Record extracts:
◇ ◇ ◇ ◇

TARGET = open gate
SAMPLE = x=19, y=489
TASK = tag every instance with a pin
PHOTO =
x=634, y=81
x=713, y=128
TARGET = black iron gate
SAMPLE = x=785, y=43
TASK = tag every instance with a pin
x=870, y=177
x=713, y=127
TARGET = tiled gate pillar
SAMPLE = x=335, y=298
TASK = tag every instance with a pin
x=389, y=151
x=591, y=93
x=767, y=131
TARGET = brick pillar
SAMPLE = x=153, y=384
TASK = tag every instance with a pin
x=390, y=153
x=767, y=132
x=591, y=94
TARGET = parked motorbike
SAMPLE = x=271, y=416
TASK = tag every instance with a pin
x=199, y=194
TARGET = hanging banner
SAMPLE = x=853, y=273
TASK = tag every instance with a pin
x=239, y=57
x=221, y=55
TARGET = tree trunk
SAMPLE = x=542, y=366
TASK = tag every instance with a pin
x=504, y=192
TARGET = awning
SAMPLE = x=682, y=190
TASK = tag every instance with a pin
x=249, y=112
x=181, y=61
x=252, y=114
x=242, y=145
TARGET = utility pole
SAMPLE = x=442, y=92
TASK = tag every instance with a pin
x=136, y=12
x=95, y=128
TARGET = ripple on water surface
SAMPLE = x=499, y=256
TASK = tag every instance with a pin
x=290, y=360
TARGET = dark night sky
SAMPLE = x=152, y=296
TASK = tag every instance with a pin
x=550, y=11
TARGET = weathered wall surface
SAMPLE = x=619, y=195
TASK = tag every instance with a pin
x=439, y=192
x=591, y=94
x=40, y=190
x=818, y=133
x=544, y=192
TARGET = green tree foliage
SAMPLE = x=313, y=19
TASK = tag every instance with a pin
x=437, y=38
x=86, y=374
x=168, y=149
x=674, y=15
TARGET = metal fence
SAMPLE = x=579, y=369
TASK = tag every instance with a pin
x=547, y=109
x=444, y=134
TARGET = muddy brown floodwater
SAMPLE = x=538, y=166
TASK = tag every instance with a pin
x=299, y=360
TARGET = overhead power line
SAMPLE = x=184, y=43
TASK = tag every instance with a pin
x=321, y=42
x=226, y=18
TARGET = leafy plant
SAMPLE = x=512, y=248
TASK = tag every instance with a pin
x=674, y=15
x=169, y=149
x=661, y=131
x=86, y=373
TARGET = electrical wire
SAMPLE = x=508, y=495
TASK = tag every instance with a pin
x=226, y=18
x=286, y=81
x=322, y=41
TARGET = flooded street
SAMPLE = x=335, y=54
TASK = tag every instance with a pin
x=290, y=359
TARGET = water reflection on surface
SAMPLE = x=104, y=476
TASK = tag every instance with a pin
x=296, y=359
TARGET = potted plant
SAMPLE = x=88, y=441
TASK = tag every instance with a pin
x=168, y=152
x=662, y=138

◇ ◇ ◇ ◇

Exercise details: Reply with the lines from the one that contains "SAMPLE = x=619, y=195" through the last line of the material above, copied exactly and nothing else.

Exercise result:
SAMPLE = x=619, y=195
TASK = tag every instance with a pin
x=439, y=192
x=591, y=94
x=40, y=190
x=818, y=133
x=544, y=192
TARGET = green tree foliage
SAMPLE = x=313, y=19
TASK = tag every instance with a pin
x=437, y=38
x=86, y=374
x=168, y=149
x=674, y=15
TARGET = metal fence
SAMPLE = x=579, y=369
TASK = tag every instance with a pin
x=547, y=109
x=444, y=134
TARGET = muddy brown floodwater
SAMPLE = x=538, y=166
TASK = tag every instance with a pin
x=299, y=360
TARGET = overhead power line
SAMPLE = x=184, y=43
TASK = tag every instance with a pin
x=321, y=42
x=226, y=18
TARGET = leafy plant
SAMPLE = x=512, y=248
TASK = tag every instance with a pin
x=674, y=15
x=169, y=149
x=661, y=131
x=86, y=373
TARGET = electrical wire
SAMPLE = x=508, y=495
TASK = tag every instance with a pin
x=226, y=18
x=286, y=81
x=322, y=41
TARGET = flooded street
SAMPLE = x=335, y=54
TASK = tag every instance with a pin
x=290, y=359
TARGET = water reflection on surface
SAMPLE = x=104, y=476
TASK = tag every instance with a pin
x=296, y=359
TARGET = potted plant
SAMPLE = x=88, y=441
TASK = tag every instance with a pin
x=168, y=152
x=662, y=138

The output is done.